AIM: Report every line of the rows below that contains the word "vegetation". Case matters, so count only lines where the capitalization matches.

▬▬▬▬▬▬▬▬▬▬

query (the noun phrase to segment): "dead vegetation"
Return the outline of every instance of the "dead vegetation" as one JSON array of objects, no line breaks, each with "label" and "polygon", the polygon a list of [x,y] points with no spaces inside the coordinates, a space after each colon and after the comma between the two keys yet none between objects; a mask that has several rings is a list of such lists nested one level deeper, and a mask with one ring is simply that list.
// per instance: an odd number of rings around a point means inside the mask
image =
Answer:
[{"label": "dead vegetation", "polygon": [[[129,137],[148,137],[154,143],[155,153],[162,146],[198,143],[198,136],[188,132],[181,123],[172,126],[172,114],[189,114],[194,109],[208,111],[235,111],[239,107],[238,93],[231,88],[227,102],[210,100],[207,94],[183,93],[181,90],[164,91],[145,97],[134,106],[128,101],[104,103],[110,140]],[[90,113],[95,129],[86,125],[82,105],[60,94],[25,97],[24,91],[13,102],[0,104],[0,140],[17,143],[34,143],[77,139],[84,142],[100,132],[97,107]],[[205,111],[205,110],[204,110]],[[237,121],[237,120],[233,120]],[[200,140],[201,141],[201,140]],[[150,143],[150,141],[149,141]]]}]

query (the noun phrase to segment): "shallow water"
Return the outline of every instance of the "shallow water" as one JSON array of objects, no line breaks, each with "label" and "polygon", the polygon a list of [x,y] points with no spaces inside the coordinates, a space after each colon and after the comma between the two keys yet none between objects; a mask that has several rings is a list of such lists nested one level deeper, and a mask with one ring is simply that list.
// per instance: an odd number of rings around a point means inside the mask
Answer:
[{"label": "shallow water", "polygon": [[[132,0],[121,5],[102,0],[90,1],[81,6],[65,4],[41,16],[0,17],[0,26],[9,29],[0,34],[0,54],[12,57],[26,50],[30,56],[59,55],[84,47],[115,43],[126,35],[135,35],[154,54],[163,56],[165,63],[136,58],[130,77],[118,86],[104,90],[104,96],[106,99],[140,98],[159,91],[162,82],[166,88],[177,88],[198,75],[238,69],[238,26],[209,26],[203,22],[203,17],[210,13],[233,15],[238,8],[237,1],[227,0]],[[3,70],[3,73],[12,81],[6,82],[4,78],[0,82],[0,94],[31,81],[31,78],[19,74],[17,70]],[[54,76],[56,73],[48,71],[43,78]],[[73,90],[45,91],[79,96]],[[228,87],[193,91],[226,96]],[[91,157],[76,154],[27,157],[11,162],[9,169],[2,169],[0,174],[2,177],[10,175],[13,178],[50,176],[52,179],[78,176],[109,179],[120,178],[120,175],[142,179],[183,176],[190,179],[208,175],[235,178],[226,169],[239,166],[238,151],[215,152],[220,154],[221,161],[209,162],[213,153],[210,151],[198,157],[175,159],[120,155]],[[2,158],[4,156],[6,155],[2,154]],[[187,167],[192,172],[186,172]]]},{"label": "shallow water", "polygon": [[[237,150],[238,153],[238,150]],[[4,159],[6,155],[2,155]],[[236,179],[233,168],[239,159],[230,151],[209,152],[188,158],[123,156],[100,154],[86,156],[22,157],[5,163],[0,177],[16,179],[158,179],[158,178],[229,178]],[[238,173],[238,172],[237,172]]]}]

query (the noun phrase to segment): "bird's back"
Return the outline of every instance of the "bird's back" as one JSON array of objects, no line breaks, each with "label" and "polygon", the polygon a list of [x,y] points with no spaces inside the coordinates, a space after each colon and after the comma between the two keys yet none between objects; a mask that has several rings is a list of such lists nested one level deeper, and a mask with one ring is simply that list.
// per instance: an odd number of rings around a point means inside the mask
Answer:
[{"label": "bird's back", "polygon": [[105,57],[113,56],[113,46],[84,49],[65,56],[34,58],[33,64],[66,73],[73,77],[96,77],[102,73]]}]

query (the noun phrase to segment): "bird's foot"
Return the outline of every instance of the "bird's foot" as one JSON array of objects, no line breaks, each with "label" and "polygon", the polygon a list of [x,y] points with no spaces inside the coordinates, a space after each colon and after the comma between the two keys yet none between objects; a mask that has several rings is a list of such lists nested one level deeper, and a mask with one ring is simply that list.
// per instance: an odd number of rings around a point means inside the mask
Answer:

▬▬▬▬▬▬▬▬▬▬

TASK SOLUTION:
query (the noun phrase to segment): "dead vegetation"
Return the outline of every instance of the "dead vegetation" as one JSON array of objects, no line breaks, each with "label" and "polygon", the polygon a list of [x,y] points with no spaces inside the coordinates, a space after each colon and after the comma between the two keys yet none between objects; a mask that has several rings is a list of such lists nested one level deeper, and a mask with one ring is simply that list.
[{"label": "dead vegetation", "polygon": [[[129,137],[148,137],[154,143],[155,153],[162,146],[198,143],[198,136],[188,132],[181,123],[172,126],[172,114],[189,114],[194,109],[208,111],[235,111],[239,107],[238,93],[231,88],[227,102],[210,100],[207,94],[183,93],[181,90],[164,91],[145,97],[134,106],[128,101],[104,103],[110,140]],[[90,113],[95,129],[86,125],[82,105],[60,94],[25,97],[24,91],[13,102],[0,104],[0,140],[17,143],[34,143],[77,139],[84,142],[100,132],[97,107]],[[205,111],[205,110],[204,110]],[[237,121],[237,120],[233,120]],[[200,140],[201,141],[201,140]],[[150,143],[150,141],[149,141]]]}]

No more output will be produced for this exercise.